• Work request:
Scan the records below for the string "forehead" and return every line where it appears.

• Record set:
- - -

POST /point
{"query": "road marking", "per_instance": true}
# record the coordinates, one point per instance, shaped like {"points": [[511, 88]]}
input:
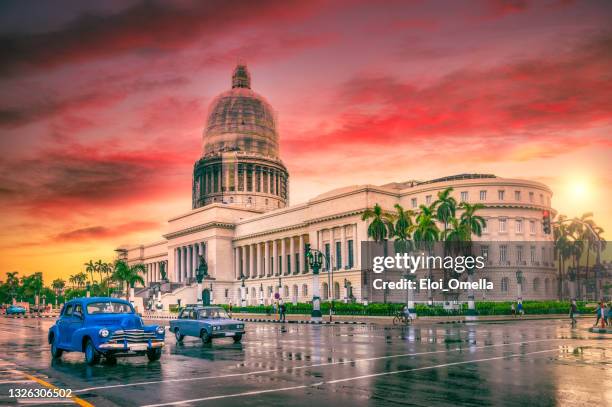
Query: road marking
{"points": [[75, 399], [190, 379], [257, 392]]}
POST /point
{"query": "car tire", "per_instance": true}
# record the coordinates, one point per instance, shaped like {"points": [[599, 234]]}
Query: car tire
{"points": [[56, 352], [206, 338], [92, 356], [153, 354]]}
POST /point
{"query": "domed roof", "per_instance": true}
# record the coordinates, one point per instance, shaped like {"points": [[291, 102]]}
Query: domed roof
{"points": [[240, 120]]}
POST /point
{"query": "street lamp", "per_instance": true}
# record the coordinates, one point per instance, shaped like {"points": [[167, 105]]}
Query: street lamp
{"points": [[519, 285], [315, 260]]}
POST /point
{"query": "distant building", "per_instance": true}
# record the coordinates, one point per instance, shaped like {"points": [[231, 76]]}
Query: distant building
{"points": [[242, 225]]}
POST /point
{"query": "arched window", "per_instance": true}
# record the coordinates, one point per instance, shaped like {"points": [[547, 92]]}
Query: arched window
{"points": [[505, 284], [336, 291], [324, 291]]}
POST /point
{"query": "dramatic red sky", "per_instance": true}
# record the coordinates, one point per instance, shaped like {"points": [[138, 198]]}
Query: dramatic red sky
{"points": [[103, 104]]}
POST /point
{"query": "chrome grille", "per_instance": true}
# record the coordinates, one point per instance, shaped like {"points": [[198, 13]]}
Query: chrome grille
{"points": [[133, 336]]}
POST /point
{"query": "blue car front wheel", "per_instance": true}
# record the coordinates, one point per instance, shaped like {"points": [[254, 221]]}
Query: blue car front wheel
{"points": [[92, 356]]}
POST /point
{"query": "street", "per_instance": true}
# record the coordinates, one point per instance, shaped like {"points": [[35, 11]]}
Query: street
{"points": [[536, 363]]}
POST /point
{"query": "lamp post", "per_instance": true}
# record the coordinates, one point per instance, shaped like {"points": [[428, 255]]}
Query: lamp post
{"points": [[242, 290], [315, 260], [519, 285]]}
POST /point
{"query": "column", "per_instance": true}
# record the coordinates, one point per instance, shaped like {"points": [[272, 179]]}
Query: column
{"points": [[184, 263], [293, 269], [274, 265], [267, 258], [252, 260], [343, 250], [237, 263], [244, 265], [260, 272], [283, 263], [177, 277], [301, 254]]}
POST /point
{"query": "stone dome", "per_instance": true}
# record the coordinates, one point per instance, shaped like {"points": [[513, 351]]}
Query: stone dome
{"points": [[240, 120]]}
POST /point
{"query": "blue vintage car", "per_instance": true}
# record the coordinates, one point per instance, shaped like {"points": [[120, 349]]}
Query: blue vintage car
{"points": [[206, 323], [104, 326], [15, 310]]}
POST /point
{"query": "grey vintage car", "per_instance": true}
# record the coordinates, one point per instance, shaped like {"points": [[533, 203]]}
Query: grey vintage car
{"points": [[206, 323]]}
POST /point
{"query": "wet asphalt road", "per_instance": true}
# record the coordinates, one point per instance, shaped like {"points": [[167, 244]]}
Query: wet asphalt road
{"points": [[539, 363]]}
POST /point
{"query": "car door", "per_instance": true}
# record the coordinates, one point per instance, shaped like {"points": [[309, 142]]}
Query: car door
{"points": [[63, 325], [75, 322]]}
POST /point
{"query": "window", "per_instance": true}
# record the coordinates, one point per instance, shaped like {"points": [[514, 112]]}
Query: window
{"points": [[505, 284], [484, 252]]}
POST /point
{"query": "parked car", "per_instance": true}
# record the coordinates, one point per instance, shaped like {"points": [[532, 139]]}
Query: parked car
{"points": [[206, 323], [15, 310], [104, 326]]}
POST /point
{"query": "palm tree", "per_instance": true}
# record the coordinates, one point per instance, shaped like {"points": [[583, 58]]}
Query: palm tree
{"points": [[402, 229], [381, 226], [129, 275], [379, 229], [426, 232], [90, 267]]}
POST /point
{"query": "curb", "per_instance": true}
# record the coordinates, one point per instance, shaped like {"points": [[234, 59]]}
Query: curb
{"points": [[302, 322]]}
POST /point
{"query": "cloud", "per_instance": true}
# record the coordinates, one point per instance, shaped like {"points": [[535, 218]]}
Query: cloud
{"points": [[147, 28], [105, 232], [538, 100]]}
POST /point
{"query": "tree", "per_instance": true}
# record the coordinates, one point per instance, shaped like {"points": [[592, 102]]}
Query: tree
{"points": [[426, 232], [128, 275], [381, 226], [90, 267]]}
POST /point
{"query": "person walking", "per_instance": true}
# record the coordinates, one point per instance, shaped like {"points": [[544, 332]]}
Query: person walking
{"points": [[282, 309], [573, 312]]}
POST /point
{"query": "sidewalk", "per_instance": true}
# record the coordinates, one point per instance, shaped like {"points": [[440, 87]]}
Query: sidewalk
{"points": [[381, 320]]}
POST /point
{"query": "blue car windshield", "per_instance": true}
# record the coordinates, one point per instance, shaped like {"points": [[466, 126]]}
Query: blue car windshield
{"points": [[108, 307], [214, 313]]}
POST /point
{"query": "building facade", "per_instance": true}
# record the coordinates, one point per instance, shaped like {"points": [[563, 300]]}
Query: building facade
{"points": [[253, 241]]}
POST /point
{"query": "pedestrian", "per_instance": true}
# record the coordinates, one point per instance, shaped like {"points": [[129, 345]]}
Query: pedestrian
{"points": [[573, 312]]}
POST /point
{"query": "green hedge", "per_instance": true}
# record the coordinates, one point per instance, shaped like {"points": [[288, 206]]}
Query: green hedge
{"points": [[378, 309]]}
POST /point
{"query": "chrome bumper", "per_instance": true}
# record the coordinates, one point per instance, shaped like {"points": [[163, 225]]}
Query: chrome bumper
{"points": [[131, 346]]}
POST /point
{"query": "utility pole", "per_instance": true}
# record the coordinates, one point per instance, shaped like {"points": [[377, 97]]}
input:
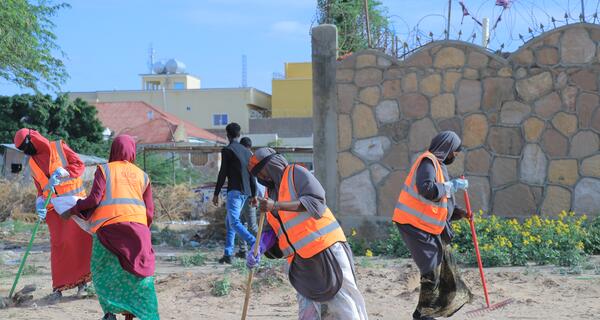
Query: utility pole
{"points": [[448, 20], [367, 22]]}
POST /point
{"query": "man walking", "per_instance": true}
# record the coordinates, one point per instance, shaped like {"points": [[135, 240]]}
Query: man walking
{"points": [[248, 216], [240, 185]]}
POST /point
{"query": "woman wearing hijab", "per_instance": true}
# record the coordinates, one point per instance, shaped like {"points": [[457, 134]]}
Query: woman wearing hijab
{"points": [[302, 229], [425, 207], [119, 210], [54, 166]]}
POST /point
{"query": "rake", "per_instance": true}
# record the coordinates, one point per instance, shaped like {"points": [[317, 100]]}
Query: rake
{"points": [[24, 259], [251, 273], [489, 307]]}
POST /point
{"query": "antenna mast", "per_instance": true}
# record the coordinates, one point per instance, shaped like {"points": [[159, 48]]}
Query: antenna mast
{"points": [[244, 71], [151, 56]]}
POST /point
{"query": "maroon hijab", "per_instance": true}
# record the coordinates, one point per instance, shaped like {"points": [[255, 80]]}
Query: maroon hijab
{"points": [[129, 241], [122, 149]]}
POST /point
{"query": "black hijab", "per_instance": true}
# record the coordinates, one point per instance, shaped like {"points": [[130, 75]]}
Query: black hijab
{"points": [[444, 144]]}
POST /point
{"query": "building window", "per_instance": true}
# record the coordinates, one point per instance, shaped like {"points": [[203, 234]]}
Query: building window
{"points": [[220, 119]]}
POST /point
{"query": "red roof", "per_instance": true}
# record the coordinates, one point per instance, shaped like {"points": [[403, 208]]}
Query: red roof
{"points": [[146, 123]]}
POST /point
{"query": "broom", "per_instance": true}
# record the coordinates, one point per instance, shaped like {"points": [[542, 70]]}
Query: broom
{"points": [[261, 220], [488, 308]]}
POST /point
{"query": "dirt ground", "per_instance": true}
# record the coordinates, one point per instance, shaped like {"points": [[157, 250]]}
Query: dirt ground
{"points": [[390, 288]]}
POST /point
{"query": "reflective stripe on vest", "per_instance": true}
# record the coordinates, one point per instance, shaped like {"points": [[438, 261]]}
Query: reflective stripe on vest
{"points": [[293, 238], [67, 187], [108, 198], [114, 207], [416, 210]]}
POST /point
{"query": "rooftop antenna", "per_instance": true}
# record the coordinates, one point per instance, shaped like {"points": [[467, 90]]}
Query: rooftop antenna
{"points": [[244, 71], [151, 56], [485, 39]]}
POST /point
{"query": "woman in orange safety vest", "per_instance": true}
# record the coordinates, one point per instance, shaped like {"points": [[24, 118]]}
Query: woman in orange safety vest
{"points": [[302, 229], [53, 165], [423, 212], [119, 211]]}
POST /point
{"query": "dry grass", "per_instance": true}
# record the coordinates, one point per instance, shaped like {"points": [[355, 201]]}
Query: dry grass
{"points": [[173, 202], [17, 200]]}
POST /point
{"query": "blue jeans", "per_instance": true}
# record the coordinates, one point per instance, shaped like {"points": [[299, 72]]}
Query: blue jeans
{"points": [[235, 203]]}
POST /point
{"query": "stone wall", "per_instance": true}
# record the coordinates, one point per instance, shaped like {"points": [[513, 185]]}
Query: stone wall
{"points": [[530, 123]]}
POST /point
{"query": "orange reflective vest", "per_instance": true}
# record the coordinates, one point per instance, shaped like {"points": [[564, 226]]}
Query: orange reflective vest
{"points": [[123, 199], [300, 232], [414, 209], [67, 187]]}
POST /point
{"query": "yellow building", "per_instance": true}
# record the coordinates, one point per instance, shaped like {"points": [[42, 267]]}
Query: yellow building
{"points": [[181, 95], [292, 95]]}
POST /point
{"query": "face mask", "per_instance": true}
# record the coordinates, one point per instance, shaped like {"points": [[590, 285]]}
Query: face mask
{"points": [[449, 159], [267, 183], [27, 147]]}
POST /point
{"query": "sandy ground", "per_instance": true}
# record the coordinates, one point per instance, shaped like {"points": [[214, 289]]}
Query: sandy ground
{"points": [[390, 288]]}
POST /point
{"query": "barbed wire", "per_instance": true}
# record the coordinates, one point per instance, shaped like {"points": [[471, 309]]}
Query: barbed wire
{"points": [[510, 26]]}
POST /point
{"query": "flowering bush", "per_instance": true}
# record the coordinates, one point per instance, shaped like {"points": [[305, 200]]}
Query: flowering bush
{"points": [[504, 242], [564, 240]]}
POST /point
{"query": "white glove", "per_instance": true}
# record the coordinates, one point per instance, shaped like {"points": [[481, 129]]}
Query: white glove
{"points": [[61, 173], [39, 201]]}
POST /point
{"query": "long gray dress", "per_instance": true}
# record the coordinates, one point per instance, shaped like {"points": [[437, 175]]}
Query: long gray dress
{"points": [[442, 290]]}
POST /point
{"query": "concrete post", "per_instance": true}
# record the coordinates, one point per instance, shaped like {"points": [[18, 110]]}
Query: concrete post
{"points": [[324, 54]]}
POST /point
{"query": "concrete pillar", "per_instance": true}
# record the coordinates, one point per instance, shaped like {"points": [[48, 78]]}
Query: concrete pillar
{"points": [[324, 54]]}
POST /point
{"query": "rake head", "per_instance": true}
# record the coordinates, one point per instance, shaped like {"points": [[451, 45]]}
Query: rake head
{"points": [[483, 311]]}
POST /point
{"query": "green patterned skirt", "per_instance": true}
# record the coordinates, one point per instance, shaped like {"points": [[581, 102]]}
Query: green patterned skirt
{"points": [[120, 291]]}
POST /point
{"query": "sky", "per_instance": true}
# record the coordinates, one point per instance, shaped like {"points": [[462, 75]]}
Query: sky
{"points": [[107, 42]]}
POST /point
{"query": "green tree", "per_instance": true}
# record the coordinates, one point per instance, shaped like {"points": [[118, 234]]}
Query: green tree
{"points": [[28, 45], [75, 122], [349, 17]]}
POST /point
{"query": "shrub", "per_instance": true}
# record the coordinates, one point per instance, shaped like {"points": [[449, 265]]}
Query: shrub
{"points": [[221, 287], [173, 202], [592, 241], [504, 242], [17, 199], [392, 245], [563, 241], [196, 259]]}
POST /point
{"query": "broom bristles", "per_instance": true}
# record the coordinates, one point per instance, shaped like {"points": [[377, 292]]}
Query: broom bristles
{"points": [[485, 310]]}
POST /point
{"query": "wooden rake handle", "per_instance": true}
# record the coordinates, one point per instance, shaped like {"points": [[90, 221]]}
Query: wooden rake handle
{"points": [[476, 244]]}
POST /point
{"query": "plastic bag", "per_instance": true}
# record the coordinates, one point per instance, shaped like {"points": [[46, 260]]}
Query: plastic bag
{"points": [[63, 204]]}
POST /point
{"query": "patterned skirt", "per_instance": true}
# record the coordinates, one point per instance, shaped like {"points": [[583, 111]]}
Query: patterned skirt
{"points": [[120, 291]]}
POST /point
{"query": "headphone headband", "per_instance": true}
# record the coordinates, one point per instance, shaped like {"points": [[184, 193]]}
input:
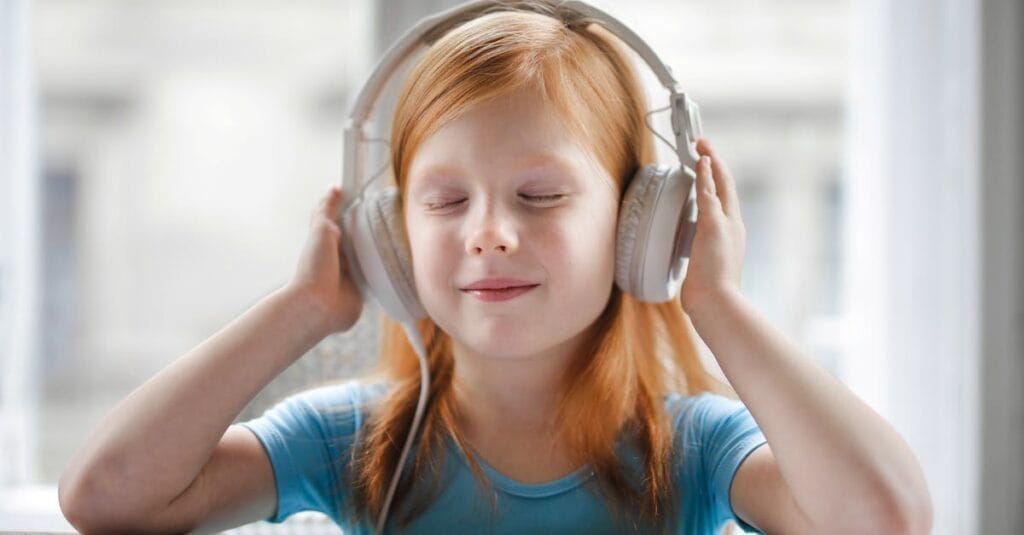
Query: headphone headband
{"points": [[685, 114]]}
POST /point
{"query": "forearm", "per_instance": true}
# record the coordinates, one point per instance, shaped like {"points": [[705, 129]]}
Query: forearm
{"points": [[154, 443], [842, 461]]}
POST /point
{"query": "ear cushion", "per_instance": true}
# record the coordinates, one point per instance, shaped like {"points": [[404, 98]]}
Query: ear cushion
{"points": [[387, 228], [631, 211], [377, 253], [655, 224]]}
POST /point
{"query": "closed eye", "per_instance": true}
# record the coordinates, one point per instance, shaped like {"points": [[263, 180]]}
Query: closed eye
{"points": [[543, 198], [443, 205]]}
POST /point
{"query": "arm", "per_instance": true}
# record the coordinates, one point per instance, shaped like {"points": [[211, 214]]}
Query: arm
{"points": [[161, 459], [832, 462]]}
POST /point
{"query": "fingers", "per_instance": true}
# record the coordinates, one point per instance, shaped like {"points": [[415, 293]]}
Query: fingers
{"points": [[707, 191], [328, 205], [722, 181]]}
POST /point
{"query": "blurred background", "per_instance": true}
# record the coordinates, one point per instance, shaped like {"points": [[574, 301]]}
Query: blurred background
{"points": [[159, 162]]}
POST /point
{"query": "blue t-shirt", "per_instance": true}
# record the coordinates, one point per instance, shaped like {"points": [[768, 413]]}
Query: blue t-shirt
{"points": [[308, 439]]}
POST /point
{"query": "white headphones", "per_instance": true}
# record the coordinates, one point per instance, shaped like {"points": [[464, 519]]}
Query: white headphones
{"points": [[656, 218]]}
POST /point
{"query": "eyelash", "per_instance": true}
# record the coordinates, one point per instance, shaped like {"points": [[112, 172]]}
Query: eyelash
{"points": [[530, 198]]}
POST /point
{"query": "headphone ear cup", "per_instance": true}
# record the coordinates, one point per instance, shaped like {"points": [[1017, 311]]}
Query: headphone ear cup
{"points": [[376, 232], [656, 221]]}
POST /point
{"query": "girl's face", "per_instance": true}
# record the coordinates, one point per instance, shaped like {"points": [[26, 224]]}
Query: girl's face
{"points": [[503, 192]]}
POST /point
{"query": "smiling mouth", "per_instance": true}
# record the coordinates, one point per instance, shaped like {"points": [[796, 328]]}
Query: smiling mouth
{"points": [[500, 294]]}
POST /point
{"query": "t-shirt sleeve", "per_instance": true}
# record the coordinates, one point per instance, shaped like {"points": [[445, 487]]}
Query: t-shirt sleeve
{"points": [[726, 435], [308, 438]]}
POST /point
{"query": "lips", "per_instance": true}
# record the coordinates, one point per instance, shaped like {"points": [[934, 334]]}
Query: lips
{"points": [[499, 284], [499, 289]]}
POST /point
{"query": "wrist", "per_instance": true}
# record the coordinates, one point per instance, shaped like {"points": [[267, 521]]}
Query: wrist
{"points": [[307, 313], [710, 302]]}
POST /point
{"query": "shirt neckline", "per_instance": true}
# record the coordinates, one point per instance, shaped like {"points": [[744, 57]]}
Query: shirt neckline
{"points": [[526, 490]]}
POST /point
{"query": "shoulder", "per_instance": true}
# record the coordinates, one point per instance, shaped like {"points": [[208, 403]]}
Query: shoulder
{"points": [[705, 412], [717, 429], [327, 412]]}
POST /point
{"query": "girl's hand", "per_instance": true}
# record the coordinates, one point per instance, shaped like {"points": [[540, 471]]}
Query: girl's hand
{"points": [[322, 275], [717, 252]]}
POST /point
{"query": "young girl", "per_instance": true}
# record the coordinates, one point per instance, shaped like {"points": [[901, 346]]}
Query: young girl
{"points": [[560, 405]]}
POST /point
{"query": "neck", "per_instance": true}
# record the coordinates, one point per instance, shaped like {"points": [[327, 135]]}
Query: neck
{"points": [[511, 395]]}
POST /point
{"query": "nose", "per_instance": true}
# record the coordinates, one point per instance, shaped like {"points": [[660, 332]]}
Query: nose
{"points": [[492, 235]]}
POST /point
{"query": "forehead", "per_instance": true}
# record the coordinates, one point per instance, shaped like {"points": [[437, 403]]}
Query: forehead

- - -

• Response area:
{"query": "forehead", "per_instance": true}
Query: forehead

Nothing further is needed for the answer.